Shreve arrived at Warm Springs for surgery when she was twelve. She thinks she might have been in love with Father James, the resident priest, but he disappeared near the end of her stay. She confesses to a youthful passion for Joey Buckley on the boy's ward, but shortly after his own surgery she challenged him to a race on one of the steeper hills on campus. On the way down --- I remember that hill, it was a bitch --- his wheelchair toppled over and both of his cast-bound legs were broken. Shreve was given what would be called in other industries her walking papers and, apparently, she never returned.

§     §     §

I read somewhere that the readiness with which the Warm Springs doctors resorted to surgery (fusions and transplants) might not have been for the best, that it was a quick fix at best, one that created immense agony for the children. Shreve says that she screamed in pain without letup for twenty-four hours after her surgery. In later years many of these same patients have gone through inevitable post-polio syndrome; the muscles that were transplanted have begun to fail them; they get to go through new weaknesses, a rerun of an old movie ... but there is no applause this time around.

In reading Shreve's story, I came to realize how different our lives at Warm Springs were. I arrived the same year she left. I was nineteen years old. Most of my friends were spared surgery. We were, like her, kept busy. John Longstaff and Hugh Gallagher and Leumel Doré and Janet Sloan and I formed our own clique.

Outside of our mornings and afternoons in physical and occupational therapy, we were allowed to play and to work on other things. Hugh took French lessons. John edited the "Wheelchair Review" newspaper. Leumel and I devised endless hiding places to experiment with love (I once suggested a broom closet in the new Roosevelt Hall; she had her doubts; she wasn't so sure we could get back up from the floor into our wheelchairs without calling for an assist.)

Since we were there for the better part of a year, we had the time we needed to graft our old psyches onto our new bodies in such a way that people would never guess (we thought) what we had gone through. Leumel once told me that polio left you with no pride, but she was talking about the first months of fever, movelessness, pain, indifferent doctors and nurses. The medical world was far more harsh, less forgiving back then.

****************

Pick up the memoir of polio treatment at Warm Springs after its last sentence and carry it forward. The rows below the memoir come from a separate source.

(Natural language region descriptions)

****************

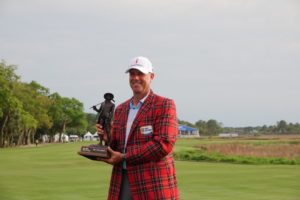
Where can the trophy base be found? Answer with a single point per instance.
(93, 152)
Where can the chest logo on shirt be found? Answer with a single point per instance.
(146, 130)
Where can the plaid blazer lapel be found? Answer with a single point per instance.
(123, 119)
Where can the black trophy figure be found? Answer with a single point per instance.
(106, 113)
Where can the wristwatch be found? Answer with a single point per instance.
(124, 157)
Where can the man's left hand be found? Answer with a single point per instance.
(115, 157)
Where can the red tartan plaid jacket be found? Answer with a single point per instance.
(149, 160)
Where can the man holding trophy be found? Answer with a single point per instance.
(143, 136)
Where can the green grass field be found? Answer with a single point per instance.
(56, 172)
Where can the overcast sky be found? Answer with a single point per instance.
(236, 61)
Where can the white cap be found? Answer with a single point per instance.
(140, 63)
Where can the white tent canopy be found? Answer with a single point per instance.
(64, 137)
(88, 136)
(95, 136)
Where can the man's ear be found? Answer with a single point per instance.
(152, 76)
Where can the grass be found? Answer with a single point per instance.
(269, 150)
(57, 172)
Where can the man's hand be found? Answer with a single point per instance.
(101, 132)
(115, 157)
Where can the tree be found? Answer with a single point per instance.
(282, 126)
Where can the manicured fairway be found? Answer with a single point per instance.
(56, 172)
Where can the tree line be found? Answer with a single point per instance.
(28, 110)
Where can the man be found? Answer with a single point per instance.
(144, 133)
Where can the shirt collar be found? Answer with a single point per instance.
(132, 106)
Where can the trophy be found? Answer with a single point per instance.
(105, 116)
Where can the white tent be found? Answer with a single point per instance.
(73, 138)
(95, 136)
(88, 136)
(45, 138)
(64, 137)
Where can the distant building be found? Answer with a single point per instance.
(228, 135)
(187, 131)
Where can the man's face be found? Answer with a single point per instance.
(140, 82)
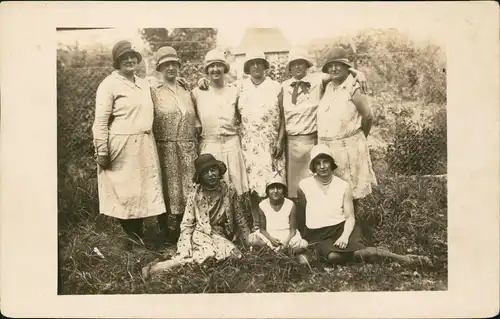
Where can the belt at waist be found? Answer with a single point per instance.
(356, 134)
(218, 138)
(141, 132)
(173, 140)
(303, 137)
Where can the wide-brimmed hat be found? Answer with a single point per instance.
(254, 55)
(336, 55)
(298, 54)
(204, 162)
(166, 54)
(321, 150)
(120, 48)
(214, 56)
(277, 179)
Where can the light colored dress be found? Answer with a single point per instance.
(278, 225)
(174, 129)
(211, 217)
(131, 188)
(339, 126)
(216, 111)
(260, 124)
(301, 128)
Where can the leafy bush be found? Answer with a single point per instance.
(419, 148)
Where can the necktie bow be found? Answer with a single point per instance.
(304, 86)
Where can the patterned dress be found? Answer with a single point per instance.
(339, 126)
(211, 219)
(131, 188)
(174, 128)
(260, 124)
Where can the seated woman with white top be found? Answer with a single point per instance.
(325, 203)
(277, 220)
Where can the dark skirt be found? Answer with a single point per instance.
(322, 239)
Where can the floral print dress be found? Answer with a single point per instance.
(258, 106)
(211, 219)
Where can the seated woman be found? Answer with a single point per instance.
(326, 203)
(211, 219)
(277, 220)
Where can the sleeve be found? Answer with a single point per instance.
(188, 223)
(103, 108)
(197, 122)
(239, 218)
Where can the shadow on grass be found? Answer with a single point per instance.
(405, 215)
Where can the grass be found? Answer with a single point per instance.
(406, 215)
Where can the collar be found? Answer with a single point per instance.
(138, 81)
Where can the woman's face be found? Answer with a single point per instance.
(298, 68)
(128, 63)
(257, 69)
(323, 166)
(216, 71)
(211, 176)
(170, 70)
(276, 192)
(339, 71)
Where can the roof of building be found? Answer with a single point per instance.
(263, 39)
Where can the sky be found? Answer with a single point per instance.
(231, 36)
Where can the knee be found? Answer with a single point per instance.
(335, 258)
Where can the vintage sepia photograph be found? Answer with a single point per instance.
(251, 159)
(244, 159)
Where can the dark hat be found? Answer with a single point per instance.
(336, 55)
(166, 54)
(318, 151)
(276, 180)
(120, 48)
(204, 162)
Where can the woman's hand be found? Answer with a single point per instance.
(183, 82)
(187, 253)
(361, 79)
(341, 242)
(103, 161)
(277, 150)
(274, 241)
(203, 84)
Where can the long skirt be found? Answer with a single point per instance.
(352, 156)
(323, 239)
(131, 188)
(206, 246)
(298, 157)
(177, 166)
(228, 150)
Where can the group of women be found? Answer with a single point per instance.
(210, 155)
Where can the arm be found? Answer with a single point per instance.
(239, 219)
(187, 227)
(293, 224)
(300, 216)
(350, 219)
(365, 110)
(103, 110)
(263, 230)
(280, 143)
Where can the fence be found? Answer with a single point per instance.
(405, 143)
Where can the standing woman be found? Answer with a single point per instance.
(262, 128)
(176, 129)
(129, 181)
(344, 122)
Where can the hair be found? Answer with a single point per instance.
(332, 162)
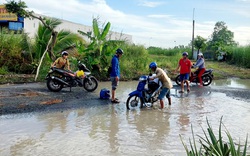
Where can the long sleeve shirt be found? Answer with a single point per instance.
(200, 63)
(163, 77)
(115, 67)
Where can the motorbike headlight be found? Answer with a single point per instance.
(143, 78)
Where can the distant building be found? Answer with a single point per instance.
(30, 26)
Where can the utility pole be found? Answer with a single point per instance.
(193, 34)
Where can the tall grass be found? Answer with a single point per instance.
(239, 56)
(15, 52)
(214, 146)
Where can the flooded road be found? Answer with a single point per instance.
(112, 130)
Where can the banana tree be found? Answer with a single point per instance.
(50, 36)
(99, 48)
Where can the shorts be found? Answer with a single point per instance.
(184, 77)
(114, 83)
(164, 92)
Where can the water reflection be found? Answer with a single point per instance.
(233, 82)
(112, 130)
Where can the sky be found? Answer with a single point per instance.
(160, 23)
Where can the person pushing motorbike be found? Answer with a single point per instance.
(201, 68)
(185, 71)
(62, 62)
(166, 83)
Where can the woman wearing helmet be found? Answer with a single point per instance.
(201, 67)
(166, 83)
(185, 70)
(62, 62)
(115, 74)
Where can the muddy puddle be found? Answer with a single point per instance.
(112, 130)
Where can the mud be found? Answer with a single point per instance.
(20, 98)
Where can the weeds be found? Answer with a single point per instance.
(214, 146)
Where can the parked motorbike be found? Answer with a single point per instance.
(207, 77)
(144, 96)
(60, 78)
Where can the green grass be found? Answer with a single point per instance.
(214, 145)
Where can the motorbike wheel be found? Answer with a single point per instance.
(134, 102)
(90, 84)
(178, 80)
(53, 85)
(207, 80)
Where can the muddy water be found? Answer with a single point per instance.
(112, 130)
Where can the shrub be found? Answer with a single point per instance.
(212, 145)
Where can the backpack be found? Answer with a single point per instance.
(109, 70)
(104, 93)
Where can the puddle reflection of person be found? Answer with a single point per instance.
(113, 131)
(153, 127)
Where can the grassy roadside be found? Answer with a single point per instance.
(222, 70)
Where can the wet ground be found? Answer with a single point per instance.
(78, 123)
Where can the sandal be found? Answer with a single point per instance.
(115, 101)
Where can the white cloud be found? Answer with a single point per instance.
(151, 4)
(155, 29)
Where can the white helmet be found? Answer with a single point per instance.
(200, 54)
(65, 53)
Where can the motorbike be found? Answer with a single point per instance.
(146, 93)
(59, 78)
(207, 77)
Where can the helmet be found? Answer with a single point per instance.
(185, 54)
(200, 54)
(119, 51)
(153, 65)
(65, 53)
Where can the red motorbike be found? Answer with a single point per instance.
(207, 77)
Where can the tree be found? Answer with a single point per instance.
(65, 39)
(199, 43)
(221, 37)
(18, 8)
(100, 46)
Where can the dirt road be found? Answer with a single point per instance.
(29, 97)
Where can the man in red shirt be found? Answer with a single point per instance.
(185, 70)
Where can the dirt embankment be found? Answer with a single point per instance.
(36, 97)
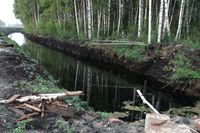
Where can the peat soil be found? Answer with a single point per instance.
(150, 68)
(15, 67)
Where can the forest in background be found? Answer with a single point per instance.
(150, 21)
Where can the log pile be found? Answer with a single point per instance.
(35, 105)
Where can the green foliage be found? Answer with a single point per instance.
(40, 85)
(181, 67)
(63, 125)
(77, 103)
(16, 46)
(103, 115)
(21, 126)
(190, 43)
(130, 52)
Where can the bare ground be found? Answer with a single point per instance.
(16, 67)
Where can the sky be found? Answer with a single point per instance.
(6, 12)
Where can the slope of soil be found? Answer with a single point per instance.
(162, 65)
(17, 76)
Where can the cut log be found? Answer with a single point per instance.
(32, 107)
(43, 97)
(27, 116)
(13, 98)
(146, 102)
(17, 111)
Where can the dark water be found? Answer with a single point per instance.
(103, 90)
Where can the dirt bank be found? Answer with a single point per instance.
(21, 75)
(160, 65)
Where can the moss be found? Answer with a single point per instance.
(129, 105)
(119, 114)
(103, 115)
(186, 111)
(181, 68)
(130, 52)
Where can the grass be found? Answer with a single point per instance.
(103, 115)
(181, 68)
(190, 43)
(77, 103)
(40, 85)
(63, 125)
(129, 52)
(21, 126)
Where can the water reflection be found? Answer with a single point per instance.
(17, 37)
(103, 90)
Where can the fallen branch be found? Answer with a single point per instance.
(17, 111)
(32, 107)
(146, 102)
(27, 116)
(42, 97)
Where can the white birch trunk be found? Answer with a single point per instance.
(84, 18)
(120, 16)
(166, 20)
(160, 24)
(150, 17)
(178, 33)
(89, 20)
(108, 25)
(140, 18)
(76, 18)
(98, 22)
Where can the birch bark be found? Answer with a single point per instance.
(178, 33)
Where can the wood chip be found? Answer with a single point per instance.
(13, 98)
(24, 117)
(32, 107)
(17, 111)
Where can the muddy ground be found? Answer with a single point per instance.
(151, 67)
(15, 67)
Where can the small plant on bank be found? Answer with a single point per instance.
(181, 68)
(21, 126)
(63, 125)
(130, 52)
(104, 115)
(77, 103)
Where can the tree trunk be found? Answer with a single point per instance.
(120, 16)
(166, 20)
(98, 22)
(108, 25)
(178, 33)
(140, 18)
(76, 18)
(150, 18)
(84, 19)
(160, 24)
(89, 20)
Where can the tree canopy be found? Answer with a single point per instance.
(164, 20)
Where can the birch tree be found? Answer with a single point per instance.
(76, 18)
(150, 18)
(160, 24)
(140, 18)
(119, 15)
(178, 33)
(89, 17)
(166, 20)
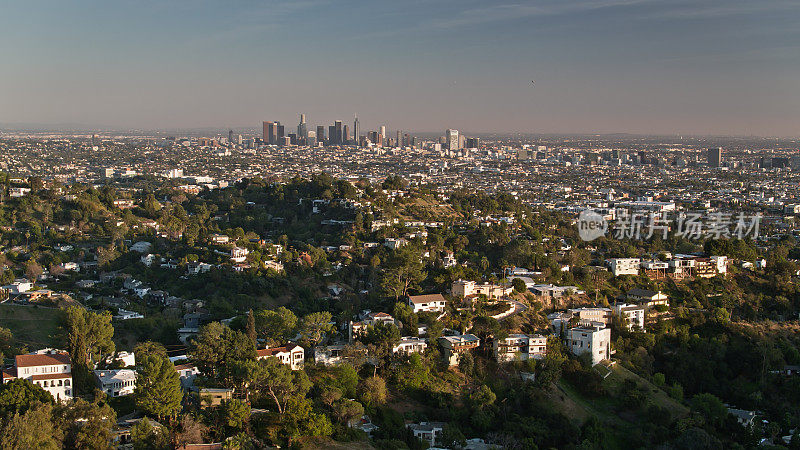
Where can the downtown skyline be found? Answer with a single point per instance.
(715, 68)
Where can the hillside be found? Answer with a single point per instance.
(623, 409)
(32, 326)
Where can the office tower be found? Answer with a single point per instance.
(280, 132)
(267, 127)
(339, 133)
(714, 156)
(302, 128)
(451, 139)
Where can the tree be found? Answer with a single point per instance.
(217, 349)
(403, 270)
(277, 325)
(235, 414)
(250, 329)
(147, 436)
(710, 407)
(32, 270)
(86, 425)
(347, 410)
(519, 285)
(158, 387)
(190, 431)
(146, 348)
(32, 430)
(372, 391)
(6, 343)
(280, 383)
(18, 396)
(314, 326)
(89, 335)
(452, 437)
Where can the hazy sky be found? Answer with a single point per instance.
(642, 66)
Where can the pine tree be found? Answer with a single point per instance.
(158, 387)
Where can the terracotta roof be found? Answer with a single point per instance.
(42, 360)
(265, 352)
(427, 298)
(51, 376)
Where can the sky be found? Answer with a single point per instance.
(687, 67)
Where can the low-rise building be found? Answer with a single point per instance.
(624, 266)
(520, 347)
(369, 319)
(427, 431)
(116, 383)
(464, 288)
(631, 315)
(290, 354)
(647, 297)
(454, 346)
(408, 345)
(593, 339)
(48, 368)
(427, 303)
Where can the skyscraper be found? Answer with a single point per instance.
(302, 128)
(714, 156)
(279, 139)
(265, 136)
(451, 139)
(339, 131)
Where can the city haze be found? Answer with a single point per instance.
(677, 67)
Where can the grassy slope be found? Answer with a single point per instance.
(32, 326)
(572, 403)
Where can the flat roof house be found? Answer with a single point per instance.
(427, 303)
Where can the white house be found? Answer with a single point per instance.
(187, 373)
(594, 339)
(290, 354)
(328, 355)
(369, 319)
(624, 266)
(631, 315)
(48, 368)
(464, 288)
(141, 247)
(408, 345)
(647, 297)
(193, 268)
(124, 314)
(427, 303)
(454, 346)
(116, 383)
(427, 431)
(520, 347)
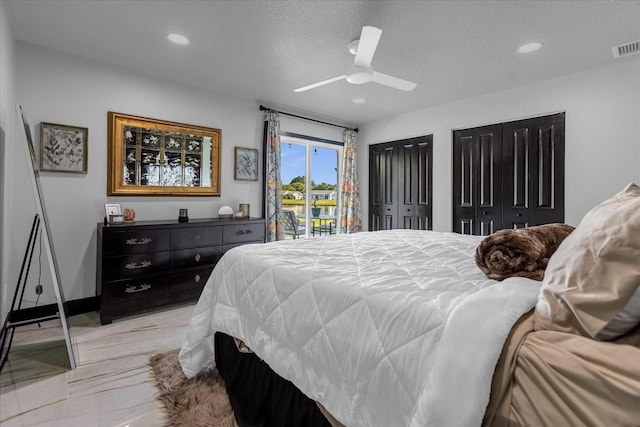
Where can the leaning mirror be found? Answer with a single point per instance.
(148, 157)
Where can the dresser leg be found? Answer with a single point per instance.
(105, 319)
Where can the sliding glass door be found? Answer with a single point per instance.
(310, 171)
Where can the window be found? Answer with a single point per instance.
(315, 200)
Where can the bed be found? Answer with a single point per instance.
(401, 328)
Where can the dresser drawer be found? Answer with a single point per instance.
(135, 265)
(191, 279)
(186, 258)
(190, 237)
(134, 241)
(240, 233)
(144, 287)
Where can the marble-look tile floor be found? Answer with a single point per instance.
(112, 385)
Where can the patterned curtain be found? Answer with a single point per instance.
(350, 218)
(273, 196)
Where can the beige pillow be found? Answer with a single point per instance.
(591, 286)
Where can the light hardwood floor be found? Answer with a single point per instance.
(112, 385)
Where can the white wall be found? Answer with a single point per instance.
(58, 88)
(602, 140)
(66, 89)
(7, 129)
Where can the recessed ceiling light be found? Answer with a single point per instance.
(529, 47)
(178, 39)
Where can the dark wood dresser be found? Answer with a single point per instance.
(154, 263)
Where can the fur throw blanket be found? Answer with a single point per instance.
(522, 252)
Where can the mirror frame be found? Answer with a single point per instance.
(116, 149)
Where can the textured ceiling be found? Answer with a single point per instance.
(262, 50)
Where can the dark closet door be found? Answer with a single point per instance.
(414, 183)
(533, 171)
(508, 175)
(400, 184)
(477, 180)
(383, 208)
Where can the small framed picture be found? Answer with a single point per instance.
(112, 209)
(245, 164)
(63, 148)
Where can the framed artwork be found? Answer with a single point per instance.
(245, 164)
(112, 209)
(63, 148)
(152, 157)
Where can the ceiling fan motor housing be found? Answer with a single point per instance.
(359, 75)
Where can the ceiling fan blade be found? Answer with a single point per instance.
(322, 83)
(394, 82)
(367, 45)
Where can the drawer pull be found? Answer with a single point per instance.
(135, 265)
(132, 289)
(135, 241)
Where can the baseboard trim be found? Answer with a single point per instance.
(74, 307)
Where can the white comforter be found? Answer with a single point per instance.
(389, 328)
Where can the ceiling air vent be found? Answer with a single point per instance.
(626, 49)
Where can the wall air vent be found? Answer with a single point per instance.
(626, 49)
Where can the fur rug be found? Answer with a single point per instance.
(197, 402)
(522, 252)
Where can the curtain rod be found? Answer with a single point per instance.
(263, 108)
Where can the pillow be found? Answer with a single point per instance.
(591, 285)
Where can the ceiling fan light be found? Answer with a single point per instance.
(359, 75)
(359, 78)
(178, 39)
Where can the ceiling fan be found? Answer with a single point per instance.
(361, 72)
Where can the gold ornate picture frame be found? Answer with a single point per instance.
(150, 157)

****************

◆ Expected answer ◆
We were made to feel that it was our job to reintegrate with the world. We were to pretend that we were the same kids that had disappeared into a moil of fever, loss, and scarring of the ego. Our bodies had turned seventy- or eighty-years-old before we were twenty. Once we left Warm Springs we would have to learn to deal with a new world, peopled by those who did not have the foggiest idea of the changes wrought in us by a nasty disease.

§     §     §

Fortunately, we didn't have to think of these things at the time for, above all, we were free in paradise, free to love and play, free from the odious little hospitals that had passed us on to that place in the red-earth hills of northwest Georgia.

It was one of the great cure-palaces of all times. We laughed and sang and carried-on and got better, often losing our hearts in the process, while temporarily forgetting that we had to go back to another (and very foreign) world. Shreve tells us that like FDR, like the rest of us, she learned to hide her feelings ... at least for half her lifetime. "Sadness was not a feeling I allowed myself until I was almost forty," she writes.

Shreve and I and our peers had months to build new shells (and selves) before we had to return to the real world. For a writer to convey the implicit pain of such elision was, is, and always will be difficult. It must be laid out with humor, dexterity, and art. Sentiment is cheap, and is unacceptable.

In Warm Springs, Shreve succeeds in avoiding sentiment. But I do not believe she conveys the profound grief that was so much a part of our new lives. She admits to hiding from her feelings "for forty years." There is still a hint of that artful evasion here.